--- Problem details ---
Give back exactly the lines that start at the one containing "Check that every instance of the silver" and run to the end of the material below, both ends included.

============

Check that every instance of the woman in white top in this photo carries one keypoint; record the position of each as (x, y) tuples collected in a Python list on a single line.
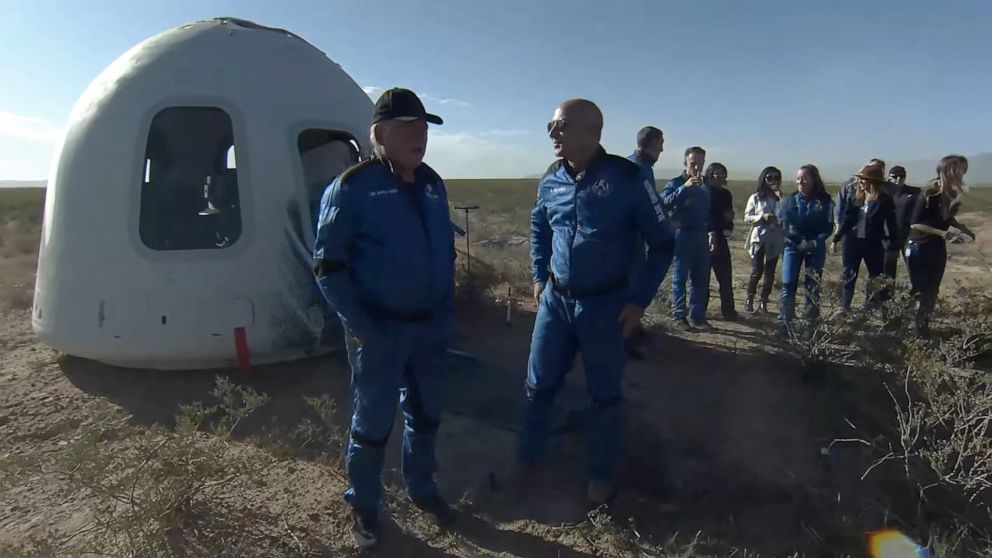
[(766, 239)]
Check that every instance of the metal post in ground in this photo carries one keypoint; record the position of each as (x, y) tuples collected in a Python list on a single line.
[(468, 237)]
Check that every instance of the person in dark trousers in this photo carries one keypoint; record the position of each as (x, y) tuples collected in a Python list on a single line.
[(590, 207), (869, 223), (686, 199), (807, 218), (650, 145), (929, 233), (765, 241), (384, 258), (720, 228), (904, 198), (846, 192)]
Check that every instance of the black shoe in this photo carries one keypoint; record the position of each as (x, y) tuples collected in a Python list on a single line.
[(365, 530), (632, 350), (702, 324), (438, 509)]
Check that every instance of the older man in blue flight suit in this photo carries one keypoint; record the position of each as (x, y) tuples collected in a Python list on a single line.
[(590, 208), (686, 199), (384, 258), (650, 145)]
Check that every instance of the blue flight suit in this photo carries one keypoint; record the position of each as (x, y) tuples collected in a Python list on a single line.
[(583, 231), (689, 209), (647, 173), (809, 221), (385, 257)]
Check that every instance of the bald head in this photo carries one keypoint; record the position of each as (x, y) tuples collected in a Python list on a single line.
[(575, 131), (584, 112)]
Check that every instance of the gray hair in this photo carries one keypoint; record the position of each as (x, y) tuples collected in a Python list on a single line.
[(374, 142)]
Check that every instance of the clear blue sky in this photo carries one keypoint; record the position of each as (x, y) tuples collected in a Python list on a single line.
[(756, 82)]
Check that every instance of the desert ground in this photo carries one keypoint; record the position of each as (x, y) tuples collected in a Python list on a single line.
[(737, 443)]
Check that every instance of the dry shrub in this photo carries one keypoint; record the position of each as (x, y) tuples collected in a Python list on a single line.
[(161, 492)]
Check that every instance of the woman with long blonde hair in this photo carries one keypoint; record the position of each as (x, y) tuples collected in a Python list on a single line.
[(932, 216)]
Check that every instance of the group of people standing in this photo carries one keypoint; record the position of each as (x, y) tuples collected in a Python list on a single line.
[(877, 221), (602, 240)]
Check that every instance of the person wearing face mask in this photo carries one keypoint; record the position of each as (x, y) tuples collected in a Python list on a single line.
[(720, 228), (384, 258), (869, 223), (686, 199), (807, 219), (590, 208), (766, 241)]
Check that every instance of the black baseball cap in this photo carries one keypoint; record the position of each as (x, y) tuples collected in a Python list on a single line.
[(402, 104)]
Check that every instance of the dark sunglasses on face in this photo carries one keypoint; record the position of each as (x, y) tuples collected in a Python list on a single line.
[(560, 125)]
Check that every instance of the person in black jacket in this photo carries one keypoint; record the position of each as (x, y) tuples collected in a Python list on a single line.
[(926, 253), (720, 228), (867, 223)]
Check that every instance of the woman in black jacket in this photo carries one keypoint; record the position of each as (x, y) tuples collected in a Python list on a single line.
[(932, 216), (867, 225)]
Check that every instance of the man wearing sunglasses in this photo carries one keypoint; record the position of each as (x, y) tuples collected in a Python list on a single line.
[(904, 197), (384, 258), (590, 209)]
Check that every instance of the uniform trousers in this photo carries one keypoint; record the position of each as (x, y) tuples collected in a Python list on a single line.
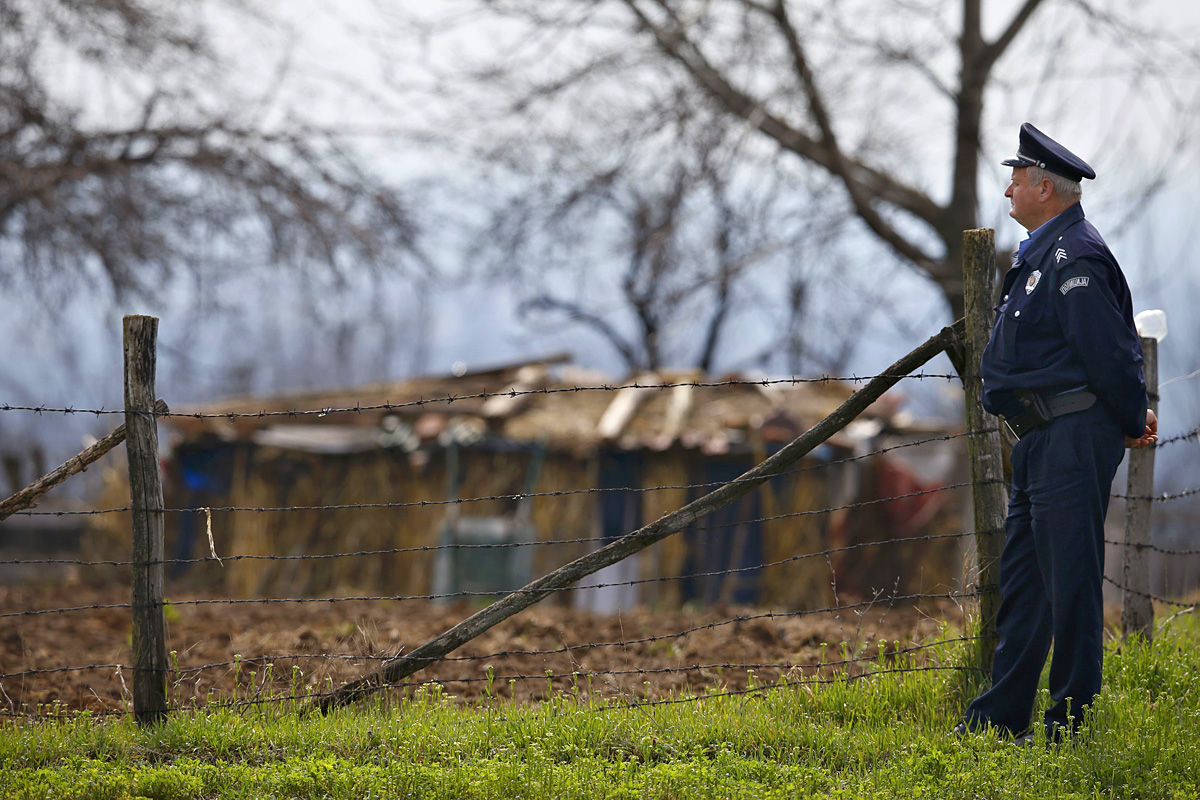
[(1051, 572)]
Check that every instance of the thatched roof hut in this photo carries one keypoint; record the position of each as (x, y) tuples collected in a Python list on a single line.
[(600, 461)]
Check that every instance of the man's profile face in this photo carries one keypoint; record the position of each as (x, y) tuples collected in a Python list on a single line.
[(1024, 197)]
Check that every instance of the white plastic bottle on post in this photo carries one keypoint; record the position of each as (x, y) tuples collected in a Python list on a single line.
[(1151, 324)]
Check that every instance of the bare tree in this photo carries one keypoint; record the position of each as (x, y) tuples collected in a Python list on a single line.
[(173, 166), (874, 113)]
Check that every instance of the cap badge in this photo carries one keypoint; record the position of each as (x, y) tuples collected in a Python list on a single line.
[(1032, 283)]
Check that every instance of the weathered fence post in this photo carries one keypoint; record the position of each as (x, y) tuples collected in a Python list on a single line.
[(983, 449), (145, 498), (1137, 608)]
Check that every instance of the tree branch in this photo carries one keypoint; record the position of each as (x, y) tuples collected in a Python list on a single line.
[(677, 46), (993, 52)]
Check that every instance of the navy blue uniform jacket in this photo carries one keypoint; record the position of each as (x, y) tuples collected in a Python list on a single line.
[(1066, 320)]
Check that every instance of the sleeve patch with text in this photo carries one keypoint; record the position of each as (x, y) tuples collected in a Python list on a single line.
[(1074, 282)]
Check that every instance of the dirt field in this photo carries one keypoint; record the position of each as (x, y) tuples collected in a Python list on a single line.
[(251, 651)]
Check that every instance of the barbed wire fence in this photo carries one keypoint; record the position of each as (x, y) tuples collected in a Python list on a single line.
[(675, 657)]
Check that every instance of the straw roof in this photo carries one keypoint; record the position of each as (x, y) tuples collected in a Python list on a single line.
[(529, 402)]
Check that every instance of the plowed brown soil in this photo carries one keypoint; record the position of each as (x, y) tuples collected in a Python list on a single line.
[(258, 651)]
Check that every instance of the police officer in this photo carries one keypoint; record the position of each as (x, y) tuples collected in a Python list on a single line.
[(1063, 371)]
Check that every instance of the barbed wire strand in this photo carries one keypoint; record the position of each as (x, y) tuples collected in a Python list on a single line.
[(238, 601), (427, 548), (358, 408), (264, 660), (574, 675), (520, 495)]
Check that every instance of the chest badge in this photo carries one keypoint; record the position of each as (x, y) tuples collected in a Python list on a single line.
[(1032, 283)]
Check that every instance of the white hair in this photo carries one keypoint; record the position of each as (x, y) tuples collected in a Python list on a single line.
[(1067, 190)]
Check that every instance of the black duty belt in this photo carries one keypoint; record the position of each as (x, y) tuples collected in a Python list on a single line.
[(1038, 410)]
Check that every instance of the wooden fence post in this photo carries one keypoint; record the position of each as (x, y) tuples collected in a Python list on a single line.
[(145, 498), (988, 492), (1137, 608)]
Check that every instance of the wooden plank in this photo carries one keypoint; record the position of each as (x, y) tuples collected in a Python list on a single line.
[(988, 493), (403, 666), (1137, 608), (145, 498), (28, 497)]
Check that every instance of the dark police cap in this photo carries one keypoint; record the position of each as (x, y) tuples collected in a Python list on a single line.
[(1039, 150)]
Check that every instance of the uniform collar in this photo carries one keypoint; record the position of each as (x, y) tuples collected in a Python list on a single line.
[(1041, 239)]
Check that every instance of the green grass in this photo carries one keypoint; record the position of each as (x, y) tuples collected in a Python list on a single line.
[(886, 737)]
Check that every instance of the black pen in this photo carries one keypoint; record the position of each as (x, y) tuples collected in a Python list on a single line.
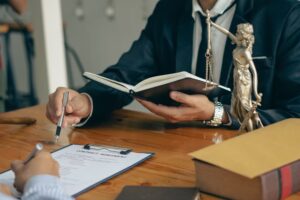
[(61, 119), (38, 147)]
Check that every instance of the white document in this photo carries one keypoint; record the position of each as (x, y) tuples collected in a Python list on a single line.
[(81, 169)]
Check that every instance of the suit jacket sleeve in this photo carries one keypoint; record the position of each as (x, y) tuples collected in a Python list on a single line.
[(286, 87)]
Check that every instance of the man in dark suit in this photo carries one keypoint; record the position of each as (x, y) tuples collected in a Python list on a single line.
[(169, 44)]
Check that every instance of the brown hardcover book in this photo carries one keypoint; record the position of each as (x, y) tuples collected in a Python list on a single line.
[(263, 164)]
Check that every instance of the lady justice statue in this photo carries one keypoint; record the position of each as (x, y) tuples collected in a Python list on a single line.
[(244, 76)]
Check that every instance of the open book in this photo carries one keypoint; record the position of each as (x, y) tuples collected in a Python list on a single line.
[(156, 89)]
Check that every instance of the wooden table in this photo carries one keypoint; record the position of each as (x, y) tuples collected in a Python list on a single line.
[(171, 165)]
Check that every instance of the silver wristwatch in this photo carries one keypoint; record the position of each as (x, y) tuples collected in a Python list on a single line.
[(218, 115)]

============

--- Answer to this problem ---
Check that every instance of the silver wristwatch in this photo carries one keypoint; record the position of each as (x, y) tuples collected in a Python list on a single line.
[(218, 115)]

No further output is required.